- _Task to complete_
If a line of the records contains the string "trousers", copy it out.

*** Material supplied ***

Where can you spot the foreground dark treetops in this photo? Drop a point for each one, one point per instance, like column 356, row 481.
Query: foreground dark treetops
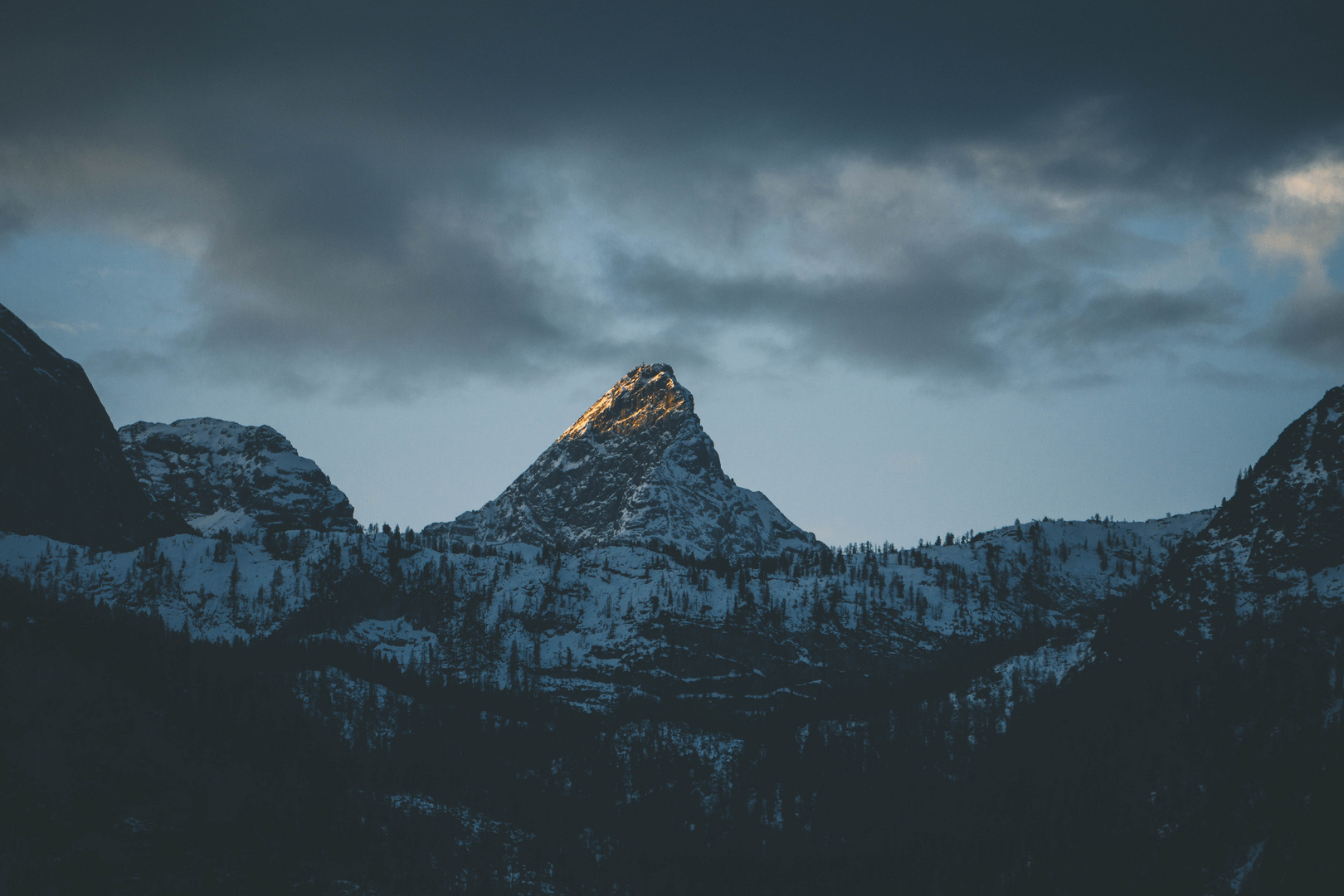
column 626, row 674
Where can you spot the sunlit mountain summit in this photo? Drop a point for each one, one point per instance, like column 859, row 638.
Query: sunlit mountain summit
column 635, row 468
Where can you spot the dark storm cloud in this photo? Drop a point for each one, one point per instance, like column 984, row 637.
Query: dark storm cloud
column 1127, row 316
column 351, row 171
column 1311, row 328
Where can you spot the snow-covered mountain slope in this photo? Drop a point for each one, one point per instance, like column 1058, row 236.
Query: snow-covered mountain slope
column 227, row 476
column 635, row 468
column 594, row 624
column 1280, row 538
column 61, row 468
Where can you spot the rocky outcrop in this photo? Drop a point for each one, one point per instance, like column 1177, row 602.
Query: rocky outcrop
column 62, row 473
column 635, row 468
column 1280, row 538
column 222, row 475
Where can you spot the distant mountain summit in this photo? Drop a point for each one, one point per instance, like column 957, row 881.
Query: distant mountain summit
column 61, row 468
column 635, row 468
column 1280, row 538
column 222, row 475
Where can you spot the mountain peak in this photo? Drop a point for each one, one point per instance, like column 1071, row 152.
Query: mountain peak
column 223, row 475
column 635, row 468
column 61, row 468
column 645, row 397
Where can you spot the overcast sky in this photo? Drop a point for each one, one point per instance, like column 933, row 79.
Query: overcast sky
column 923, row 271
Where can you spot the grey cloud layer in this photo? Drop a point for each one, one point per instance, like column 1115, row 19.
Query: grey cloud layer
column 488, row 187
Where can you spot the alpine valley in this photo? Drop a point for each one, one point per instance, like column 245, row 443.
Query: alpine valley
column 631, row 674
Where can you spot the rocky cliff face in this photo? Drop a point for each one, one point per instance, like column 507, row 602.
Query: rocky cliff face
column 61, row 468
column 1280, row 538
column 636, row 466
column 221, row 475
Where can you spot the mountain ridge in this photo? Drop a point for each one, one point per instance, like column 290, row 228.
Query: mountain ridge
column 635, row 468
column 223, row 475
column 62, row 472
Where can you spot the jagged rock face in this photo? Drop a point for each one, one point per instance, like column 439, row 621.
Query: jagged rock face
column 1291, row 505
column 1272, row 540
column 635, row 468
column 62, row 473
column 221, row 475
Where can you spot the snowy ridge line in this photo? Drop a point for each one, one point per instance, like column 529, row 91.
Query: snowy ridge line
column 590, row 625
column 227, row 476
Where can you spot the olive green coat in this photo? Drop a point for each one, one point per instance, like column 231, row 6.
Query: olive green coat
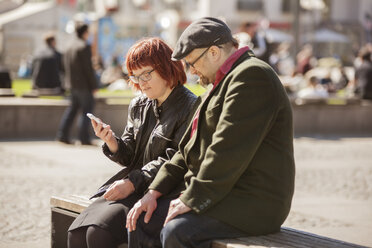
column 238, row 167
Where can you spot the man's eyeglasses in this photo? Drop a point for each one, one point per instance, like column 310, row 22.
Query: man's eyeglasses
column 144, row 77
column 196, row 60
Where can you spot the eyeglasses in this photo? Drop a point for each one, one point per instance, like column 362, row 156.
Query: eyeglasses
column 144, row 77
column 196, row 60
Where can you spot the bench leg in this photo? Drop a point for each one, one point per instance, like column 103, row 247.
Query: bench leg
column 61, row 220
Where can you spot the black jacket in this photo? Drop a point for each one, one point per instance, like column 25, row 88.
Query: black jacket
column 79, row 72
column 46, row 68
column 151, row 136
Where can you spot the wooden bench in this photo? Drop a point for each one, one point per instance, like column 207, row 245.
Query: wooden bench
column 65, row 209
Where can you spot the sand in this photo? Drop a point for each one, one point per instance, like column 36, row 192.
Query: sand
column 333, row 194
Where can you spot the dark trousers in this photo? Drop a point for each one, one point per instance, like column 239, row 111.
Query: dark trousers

*** End of Material supplied ***

- _Exercise solution_
Where can you spot the dark trousers in this photo? Drop a point for each one, one point per instance, like column 239, row 111.
Query: dark trousers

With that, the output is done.